> _YOUR OBJECTIVE_: Some lines in the entries contain the word "eyebrow". Copy all of them.

> _Saved entries_:
---*---
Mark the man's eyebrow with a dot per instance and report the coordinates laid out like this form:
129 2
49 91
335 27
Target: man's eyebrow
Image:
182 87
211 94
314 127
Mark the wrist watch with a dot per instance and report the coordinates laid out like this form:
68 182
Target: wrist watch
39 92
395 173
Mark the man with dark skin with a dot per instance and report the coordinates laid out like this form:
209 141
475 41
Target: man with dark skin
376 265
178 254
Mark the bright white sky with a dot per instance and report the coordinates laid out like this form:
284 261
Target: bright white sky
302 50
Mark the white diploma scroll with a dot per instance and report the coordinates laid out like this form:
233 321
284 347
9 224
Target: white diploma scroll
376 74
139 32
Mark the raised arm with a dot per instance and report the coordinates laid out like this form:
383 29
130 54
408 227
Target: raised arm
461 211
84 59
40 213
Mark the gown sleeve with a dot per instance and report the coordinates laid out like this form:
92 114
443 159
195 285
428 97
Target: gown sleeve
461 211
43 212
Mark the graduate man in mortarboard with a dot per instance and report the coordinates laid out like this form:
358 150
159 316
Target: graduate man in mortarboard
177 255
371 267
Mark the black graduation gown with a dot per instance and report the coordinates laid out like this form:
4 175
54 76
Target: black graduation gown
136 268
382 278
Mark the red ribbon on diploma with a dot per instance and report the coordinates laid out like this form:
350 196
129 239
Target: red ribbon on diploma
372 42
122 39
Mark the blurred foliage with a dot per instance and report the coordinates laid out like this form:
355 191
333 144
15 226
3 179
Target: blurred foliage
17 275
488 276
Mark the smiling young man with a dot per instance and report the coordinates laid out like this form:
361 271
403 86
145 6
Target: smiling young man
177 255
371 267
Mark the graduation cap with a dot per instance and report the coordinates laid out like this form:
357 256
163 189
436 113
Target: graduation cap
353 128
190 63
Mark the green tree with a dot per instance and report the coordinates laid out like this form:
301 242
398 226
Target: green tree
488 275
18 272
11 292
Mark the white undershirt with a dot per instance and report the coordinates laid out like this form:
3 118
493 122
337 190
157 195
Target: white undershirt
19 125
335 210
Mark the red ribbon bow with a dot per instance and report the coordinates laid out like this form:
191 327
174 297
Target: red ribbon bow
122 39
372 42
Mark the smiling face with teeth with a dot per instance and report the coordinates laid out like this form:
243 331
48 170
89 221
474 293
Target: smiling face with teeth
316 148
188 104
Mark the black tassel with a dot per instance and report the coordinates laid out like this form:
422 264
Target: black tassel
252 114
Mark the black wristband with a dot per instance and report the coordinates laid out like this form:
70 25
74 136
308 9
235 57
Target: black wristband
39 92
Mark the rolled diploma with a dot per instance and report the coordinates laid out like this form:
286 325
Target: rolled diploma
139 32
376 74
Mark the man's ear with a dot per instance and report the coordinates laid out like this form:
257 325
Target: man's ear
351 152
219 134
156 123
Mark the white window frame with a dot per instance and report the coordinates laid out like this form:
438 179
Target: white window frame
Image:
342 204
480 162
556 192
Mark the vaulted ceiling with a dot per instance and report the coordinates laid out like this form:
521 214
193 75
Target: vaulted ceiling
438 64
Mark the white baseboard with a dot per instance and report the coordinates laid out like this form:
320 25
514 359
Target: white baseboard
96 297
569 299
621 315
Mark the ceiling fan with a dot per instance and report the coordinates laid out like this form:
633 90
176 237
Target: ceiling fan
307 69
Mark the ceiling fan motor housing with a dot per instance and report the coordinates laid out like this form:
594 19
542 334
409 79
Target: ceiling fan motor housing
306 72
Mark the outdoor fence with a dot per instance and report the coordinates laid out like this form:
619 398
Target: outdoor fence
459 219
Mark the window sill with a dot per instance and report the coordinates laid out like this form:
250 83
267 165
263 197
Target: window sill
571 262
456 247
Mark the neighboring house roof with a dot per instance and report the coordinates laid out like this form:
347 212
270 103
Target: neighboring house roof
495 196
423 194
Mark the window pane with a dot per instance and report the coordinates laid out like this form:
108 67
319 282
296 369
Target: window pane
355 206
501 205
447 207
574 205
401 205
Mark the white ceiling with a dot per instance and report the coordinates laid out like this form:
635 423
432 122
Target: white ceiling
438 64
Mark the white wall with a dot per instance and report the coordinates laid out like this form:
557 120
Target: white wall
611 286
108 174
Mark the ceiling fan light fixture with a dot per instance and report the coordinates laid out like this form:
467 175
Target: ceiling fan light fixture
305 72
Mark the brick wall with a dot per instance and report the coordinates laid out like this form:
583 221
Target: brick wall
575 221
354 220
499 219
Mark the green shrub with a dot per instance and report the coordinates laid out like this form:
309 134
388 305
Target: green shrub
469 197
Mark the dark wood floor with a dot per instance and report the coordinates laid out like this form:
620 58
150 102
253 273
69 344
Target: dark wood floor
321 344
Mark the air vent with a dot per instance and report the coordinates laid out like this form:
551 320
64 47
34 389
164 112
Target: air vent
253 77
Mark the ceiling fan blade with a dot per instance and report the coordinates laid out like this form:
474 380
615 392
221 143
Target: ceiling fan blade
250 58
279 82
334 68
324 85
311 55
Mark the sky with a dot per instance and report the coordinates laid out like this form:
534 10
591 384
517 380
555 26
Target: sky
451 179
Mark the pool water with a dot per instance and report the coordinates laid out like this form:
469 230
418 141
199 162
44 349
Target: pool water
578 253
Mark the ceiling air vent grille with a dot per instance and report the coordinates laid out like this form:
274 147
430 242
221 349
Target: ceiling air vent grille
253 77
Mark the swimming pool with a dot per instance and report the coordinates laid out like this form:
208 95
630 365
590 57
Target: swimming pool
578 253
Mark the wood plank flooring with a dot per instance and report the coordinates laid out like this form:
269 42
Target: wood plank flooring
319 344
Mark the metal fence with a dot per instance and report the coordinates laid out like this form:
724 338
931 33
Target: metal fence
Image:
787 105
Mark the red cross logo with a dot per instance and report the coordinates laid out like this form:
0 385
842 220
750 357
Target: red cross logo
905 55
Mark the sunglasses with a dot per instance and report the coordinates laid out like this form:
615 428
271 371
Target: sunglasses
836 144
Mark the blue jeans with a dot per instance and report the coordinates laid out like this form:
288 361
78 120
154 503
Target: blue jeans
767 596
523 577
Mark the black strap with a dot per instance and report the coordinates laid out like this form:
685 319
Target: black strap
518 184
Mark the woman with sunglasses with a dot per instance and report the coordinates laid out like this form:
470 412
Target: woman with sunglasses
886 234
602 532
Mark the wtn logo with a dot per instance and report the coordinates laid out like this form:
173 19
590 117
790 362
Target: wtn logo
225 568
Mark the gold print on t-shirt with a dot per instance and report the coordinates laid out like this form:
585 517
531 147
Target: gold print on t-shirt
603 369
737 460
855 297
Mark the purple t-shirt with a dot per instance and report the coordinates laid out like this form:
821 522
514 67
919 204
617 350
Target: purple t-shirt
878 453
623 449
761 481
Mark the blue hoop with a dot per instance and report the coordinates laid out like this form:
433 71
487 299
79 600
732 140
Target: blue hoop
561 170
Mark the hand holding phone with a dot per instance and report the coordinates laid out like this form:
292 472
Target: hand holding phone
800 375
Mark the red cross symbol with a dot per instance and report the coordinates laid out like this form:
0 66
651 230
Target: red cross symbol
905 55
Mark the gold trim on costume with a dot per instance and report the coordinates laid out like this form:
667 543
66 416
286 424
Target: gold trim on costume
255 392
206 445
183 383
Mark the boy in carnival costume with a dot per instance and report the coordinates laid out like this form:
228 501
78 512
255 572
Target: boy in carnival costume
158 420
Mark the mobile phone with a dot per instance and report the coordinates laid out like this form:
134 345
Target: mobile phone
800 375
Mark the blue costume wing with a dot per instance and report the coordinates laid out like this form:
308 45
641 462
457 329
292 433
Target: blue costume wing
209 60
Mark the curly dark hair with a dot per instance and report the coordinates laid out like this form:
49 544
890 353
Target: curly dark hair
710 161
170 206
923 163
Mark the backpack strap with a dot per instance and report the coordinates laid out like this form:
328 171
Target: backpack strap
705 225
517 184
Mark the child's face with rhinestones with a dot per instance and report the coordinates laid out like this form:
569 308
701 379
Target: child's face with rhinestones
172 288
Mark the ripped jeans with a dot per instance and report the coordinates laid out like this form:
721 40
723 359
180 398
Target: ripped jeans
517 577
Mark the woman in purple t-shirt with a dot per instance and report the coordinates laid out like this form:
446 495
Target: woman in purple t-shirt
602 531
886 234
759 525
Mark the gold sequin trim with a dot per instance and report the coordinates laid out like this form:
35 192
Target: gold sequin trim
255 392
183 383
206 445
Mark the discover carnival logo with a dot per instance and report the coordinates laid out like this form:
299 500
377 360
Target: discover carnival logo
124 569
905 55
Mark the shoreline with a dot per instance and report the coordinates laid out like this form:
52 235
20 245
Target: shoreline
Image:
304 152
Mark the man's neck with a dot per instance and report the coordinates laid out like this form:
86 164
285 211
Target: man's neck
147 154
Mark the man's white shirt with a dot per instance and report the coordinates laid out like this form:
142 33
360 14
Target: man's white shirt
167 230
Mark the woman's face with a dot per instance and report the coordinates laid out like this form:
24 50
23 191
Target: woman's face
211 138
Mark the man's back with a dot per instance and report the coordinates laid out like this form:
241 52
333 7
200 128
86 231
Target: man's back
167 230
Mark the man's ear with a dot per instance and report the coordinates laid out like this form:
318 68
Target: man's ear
---*---
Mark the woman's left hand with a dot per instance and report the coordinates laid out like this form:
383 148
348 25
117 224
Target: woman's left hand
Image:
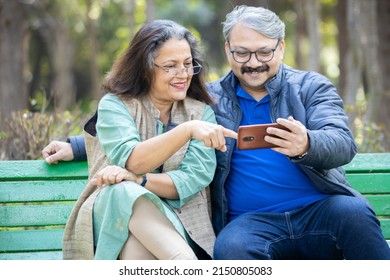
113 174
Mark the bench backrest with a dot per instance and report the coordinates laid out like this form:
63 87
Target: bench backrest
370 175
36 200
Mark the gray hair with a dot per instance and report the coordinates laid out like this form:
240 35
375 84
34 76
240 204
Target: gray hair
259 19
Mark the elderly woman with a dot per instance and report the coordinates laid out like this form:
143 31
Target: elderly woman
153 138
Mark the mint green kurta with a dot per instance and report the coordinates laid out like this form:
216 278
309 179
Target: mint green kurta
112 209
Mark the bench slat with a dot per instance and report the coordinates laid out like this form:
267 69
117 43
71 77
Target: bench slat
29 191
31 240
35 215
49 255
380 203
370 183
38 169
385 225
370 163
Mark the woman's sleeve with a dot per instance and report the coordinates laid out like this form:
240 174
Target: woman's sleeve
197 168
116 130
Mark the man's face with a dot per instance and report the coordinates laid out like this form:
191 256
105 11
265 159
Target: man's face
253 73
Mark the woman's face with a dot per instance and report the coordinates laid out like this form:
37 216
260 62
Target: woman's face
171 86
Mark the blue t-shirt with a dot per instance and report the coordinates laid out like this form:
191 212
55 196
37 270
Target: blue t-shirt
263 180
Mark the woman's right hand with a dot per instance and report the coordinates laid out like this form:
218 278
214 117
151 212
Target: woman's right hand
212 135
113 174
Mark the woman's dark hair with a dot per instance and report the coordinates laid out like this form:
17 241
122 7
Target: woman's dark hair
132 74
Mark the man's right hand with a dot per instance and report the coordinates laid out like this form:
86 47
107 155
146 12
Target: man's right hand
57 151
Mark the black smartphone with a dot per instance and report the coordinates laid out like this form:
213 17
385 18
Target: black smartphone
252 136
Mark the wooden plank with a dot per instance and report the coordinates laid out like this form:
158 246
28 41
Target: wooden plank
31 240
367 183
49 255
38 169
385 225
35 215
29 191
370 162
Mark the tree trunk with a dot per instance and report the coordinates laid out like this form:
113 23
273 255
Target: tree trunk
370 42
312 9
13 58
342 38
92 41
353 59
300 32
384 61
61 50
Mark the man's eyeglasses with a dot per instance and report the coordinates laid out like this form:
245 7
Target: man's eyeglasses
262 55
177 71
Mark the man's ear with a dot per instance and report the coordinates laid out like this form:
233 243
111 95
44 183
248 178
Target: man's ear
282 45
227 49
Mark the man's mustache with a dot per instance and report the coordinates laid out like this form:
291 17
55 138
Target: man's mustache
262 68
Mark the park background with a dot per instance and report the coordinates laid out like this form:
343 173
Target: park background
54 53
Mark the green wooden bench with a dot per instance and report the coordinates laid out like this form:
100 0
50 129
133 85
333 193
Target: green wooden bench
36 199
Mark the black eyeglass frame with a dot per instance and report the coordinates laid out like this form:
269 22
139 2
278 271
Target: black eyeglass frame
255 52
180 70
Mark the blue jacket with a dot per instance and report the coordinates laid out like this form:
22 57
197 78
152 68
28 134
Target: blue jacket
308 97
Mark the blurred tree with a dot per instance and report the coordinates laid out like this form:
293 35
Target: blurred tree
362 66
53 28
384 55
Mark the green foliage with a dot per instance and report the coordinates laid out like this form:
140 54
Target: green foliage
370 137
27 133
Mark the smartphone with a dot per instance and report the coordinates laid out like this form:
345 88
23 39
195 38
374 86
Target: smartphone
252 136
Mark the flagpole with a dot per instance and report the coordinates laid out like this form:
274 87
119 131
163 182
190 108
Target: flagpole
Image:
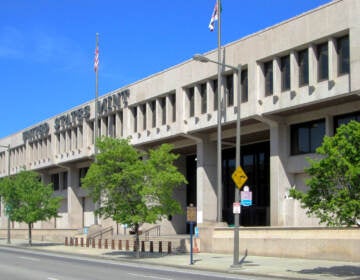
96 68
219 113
---*---
> _OUTPUT FOR THIS TASK_:
Mark the man's eyebrow with a dot per instance and report the coordinates laid out like this form:
Target: man's eyebrow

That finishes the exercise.